### EXERCISE
I would like the number of lines in the data that contain the word "small". Please give that number alone.

### STORED DATA
━━━━

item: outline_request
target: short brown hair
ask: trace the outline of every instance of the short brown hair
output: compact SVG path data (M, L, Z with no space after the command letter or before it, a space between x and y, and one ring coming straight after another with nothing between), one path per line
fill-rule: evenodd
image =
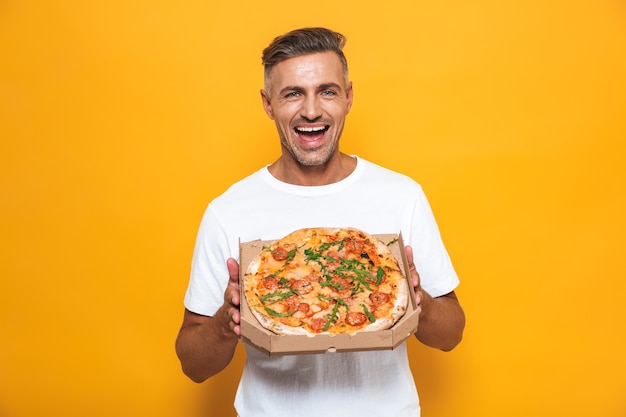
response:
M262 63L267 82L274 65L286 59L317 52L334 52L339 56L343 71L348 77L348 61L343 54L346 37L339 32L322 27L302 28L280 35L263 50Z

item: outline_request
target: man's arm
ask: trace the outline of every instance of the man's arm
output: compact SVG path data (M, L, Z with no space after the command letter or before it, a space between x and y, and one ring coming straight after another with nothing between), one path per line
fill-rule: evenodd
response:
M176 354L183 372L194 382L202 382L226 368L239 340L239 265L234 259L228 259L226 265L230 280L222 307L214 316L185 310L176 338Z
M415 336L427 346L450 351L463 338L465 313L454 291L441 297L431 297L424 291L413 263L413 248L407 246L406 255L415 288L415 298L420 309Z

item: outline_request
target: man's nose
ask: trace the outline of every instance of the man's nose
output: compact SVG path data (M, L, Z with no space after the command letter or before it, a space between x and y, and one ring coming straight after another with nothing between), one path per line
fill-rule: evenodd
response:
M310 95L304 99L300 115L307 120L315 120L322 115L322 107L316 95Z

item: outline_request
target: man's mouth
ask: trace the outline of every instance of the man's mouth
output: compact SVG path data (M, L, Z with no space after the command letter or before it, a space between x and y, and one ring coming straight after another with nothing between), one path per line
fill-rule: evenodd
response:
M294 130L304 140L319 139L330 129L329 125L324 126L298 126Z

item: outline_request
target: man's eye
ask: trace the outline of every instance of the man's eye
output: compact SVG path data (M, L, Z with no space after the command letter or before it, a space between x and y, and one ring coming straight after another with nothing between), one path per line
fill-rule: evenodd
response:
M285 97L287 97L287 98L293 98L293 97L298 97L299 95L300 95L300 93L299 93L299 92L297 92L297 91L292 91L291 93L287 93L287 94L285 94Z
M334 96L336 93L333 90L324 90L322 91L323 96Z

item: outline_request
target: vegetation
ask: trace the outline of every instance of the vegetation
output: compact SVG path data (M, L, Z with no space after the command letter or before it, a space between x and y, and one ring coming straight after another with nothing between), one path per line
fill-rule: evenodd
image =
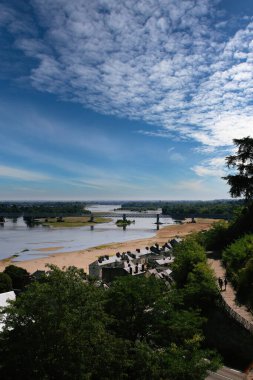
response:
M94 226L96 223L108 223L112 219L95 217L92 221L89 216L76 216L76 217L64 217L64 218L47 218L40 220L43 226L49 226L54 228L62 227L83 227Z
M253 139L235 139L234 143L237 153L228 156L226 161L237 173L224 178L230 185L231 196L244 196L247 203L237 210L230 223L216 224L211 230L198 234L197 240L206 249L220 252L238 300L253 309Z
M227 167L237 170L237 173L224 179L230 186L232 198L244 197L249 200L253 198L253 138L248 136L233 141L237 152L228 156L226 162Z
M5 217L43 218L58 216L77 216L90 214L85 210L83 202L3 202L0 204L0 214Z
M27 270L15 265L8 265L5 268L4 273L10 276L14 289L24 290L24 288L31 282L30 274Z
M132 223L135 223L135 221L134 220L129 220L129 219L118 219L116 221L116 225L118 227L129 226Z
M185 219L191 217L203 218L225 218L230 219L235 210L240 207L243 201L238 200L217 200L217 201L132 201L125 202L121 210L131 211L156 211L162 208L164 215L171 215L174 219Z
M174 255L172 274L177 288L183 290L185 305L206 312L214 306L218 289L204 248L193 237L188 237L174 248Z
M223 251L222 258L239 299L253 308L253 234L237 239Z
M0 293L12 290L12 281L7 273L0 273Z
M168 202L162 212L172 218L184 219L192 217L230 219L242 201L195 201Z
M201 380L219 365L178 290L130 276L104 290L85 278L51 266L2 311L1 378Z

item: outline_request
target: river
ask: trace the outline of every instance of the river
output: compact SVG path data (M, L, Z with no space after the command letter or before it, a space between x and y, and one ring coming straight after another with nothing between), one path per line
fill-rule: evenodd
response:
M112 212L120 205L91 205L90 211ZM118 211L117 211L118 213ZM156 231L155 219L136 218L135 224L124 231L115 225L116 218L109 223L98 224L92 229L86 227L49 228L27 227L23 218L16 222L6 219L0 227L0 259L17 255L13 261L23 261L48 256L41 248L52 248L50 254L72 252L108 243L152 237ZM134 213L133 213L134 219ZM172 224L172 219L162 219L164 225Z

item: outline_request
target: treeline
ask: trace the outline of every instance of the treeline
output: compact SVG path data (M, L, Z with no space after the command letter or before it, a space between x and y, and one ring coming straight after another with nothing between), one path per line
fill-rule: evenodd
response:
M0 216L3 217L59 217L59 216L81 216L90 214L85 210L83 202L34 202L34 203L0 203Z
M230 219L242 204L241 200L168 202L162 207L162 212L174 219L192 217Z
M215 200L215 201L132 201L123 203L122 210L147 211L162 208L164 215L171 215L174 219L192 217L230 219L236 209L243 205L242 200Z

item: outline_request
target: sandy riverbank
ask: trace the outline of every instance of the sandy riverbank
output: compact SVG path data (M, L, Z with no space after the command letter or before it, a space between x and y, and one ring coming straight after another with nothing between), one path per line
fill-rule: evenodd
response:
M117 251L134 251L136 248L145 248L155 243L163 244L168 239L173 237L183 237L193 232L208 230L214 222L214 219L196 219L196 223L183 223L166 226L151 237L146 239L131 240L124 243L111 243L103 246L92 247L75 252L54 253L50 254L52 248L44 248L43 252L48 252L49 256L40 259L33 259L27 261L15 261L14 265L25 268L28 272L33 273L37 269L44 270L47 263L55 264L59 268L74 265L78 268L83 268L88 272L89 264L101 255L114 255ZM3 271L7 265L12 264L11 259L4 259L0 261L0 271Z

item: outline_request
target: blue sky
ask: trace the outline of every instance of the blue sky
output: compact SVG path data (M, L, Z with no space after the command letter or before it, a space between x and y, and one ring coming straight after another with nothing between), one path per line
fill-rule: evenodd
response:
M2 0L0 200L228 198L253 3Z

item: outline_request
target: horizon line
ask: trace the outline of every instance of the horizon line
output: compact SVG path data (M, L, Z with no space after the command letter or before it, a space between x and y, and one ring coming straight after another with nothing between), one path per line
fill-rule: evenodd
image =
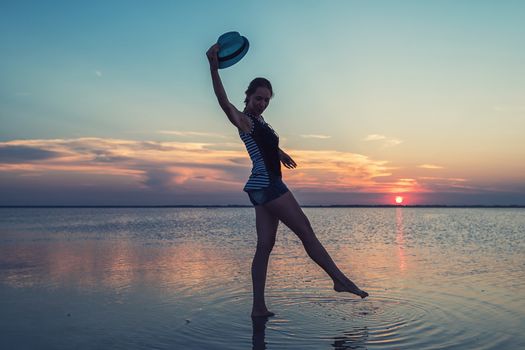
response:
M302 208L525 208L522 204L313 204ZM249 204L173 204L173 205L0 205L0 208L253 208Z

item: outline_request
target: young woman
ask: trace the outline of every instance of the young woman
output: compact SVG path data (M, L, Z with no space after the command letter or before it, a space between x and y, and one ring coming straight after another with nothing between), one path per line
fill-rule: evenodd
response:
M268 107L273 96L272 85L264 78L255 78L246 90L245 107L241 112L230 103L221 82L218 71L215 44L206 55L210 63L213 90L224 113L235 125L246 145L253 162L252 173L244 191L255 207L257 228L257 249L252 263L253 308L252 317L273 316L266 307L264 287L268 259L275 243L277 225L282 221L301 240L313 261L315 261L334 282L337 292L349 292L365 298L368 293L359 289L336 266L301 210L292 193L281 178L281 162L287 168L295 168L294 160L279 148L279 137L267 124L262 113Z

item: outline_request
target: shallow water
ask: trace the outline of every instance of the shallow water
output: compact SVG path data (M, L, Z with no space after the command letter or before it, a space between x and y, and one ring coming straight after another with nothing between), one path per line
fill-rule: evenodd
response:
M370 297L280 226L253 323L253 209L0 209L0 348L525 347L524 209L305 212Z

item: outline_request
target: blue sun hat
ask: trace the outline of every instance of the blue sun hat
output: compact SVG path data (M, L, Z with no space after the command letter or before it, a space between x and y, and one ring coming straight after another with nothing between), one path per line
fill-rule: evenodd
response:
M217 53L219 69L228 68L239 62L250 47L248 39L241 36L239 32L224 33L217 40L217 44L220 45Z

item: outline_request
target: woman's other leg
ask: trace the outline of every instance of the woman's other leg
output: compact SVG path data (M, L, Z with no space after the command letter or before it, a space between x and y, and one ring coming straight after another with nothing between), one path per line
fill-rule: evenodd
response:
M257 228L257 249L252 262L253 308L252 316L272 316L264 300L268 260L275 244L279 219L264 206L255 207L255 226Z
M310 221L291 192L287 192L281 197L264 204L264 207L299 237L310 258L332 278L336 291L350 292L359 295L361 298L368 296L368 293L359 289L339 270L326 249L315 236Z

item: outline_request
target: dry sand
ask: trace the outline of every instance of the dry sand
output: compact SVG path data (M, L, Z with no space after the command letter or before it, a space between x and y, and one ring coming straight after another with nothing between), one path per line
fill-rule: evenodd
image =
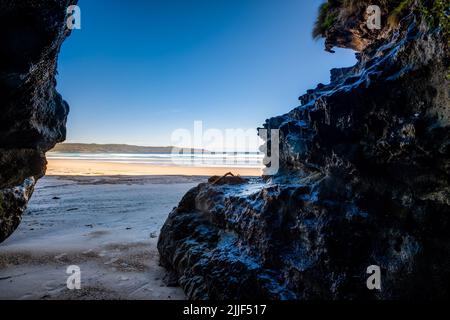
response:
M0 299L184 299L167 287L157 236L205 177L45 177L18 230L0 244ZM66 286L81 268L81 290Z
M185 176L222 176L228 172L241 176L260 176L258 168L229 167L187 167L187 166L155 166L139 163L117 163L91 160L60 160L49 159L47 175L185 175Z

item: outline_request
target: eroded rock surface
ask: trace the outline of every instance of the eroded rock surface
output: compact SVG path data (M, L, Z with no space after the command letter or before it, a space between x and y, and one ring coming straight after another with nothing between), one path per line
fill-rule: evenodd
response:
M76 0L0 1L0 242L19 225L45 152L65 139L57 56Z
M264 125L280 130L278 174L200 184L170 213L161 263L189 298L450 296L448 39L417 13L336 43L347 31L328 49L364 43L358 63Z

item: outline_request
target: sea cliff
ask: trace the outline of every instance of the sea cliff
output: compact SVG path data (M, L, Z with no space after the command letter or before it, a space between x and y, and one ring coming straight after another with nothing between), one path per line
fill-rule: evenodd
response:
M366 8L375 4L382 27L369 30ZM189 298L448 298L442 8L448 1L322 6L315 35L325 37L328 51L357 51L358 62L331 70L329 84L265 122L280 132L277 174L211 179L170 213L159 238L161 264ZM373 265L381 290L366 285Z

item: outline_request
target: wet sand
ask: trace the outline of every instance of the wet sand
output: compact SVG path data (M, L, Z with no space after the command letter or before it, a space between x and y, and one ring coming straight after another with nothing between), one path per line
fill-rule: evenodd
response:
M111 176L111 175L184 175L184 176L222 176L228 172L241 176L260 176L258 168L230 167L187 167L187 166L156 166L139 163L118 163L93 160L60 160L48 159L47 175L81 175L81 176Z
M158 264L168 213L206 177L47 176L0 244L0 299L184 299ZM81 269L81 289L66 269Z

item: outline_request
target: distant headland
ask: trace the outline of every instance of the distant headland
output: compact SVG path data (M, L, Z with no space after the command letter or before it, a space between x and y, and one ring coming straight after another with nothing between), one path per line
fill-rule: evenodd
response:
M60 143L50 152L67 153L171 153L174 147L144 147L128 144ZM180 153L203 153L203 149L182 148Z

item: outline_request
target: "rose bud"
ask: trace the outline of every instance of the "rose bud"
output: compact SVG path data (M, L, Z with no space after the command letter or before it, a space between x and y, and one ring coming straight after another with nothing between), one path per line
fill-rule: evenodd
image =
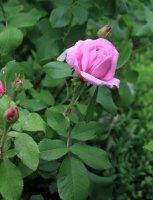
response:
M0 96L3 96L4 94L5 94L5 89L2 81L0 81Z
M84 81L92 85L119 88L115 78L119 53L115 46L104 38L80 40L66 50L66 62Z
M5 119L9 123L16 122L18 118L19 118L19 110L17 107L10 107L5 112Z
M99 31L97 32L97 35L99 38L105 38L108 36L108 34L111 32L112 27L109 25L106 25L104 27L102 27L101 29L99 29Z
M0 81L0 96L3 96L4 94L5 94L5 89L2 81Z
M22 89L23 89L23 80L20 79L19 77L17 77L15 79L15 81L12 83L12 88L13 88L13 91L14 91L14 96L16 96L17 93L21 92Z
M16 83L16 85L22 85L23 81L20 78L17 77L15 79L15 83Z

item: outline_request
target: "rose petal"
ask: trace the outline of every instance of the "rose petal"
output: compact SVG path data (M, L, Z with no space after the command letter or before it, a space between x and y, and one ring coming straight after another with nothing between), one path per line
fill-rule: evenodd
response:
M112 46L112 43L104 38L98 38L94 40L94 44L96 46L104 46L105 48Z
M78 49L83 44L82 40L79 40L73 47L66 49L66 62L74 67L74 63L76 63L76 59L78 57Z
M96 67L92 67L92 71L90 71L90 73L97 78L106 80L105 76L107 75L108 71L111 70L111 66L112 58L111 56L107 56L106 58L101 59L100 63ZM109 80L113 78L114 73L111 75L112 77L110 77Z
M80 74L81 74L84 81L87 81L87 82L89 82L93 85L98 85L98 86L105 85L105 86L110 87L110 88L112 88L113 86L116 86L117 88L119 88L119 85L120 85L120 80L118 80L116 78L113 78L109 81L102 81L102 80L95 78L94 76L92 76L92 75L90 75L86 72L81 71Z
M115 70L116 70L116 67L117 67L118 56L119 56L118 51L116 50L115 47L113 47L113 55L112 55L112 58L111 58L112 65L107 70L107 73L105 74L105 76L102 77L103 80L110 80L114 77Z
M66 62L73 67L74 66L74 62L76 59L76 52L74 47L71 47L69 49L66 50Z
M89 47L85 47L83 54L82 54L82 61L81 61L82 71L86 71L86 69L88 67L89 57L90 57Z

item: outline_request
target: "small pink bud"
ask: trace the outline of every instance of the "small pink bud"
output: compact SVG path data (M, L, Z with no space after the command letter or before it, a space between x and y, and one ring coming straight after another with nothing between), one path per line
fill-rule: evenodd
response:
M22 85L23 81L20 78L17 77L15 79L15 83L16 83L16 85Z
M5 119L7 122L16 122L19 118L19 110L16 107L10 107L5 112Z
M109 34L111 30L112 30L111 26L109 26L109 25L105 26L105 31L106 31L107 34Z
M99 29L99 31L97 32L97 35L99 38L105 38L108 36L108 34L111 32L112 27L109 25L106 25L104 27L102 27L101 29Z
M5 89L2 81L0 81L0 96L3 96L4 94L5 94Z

━━━━

### RESPONSE TO THIS TASK
2